§ GIVEN PROBLEM: Leaving out the pictures, please retype each record exactly.

········

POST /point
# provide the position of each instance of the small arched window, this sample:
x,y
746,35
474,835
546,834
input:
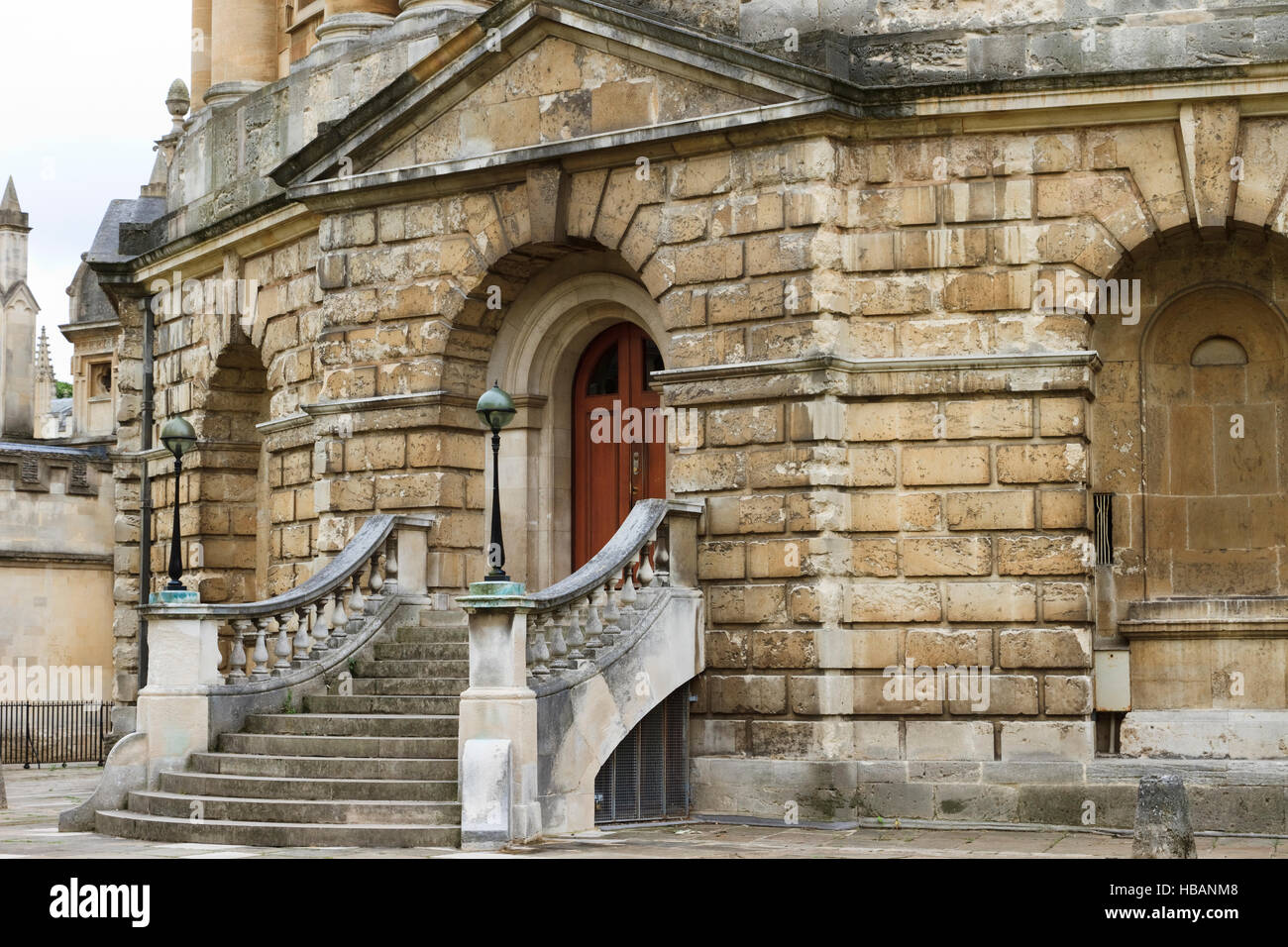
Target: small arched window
x,y
1220,350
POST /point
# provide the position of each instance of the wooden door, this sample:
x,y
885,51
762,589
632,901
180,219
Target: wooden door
x,y
618,436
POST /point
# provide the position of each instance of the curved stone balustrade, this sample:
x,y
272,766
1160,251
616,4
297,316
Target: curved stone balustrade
x,y
583,622
300,634
559,677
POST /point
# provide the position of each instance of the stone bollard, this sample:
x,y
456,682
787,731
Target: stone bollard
x,y
1162,819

········

§ RESPONSE FOR THIS EXERCISE:
POST /point
# provide the position of each instance of the small arched window, this sample:
x,y
746,35
474,835
546,834
input:
Target: small arched window
x,y
1220,350
POST /point
# provide the position of each instance of the wooden door, this sample:
x,y
885,51
762,589
632,901
180,219
Target: wooden door
x,y
618,436
POST /point
# provide the position of each instance of the curved stone balustrade, this sample:
x,y
272,766
1160,251
616,4
297,316
Target: curved stone balustrade
x,y
583,622
300,634
559,677
POST /point
# provide the position of each instance of the stone bollard, this sample:
x,y
456,682
787,731
Target: stone bollard
x,y
1162,819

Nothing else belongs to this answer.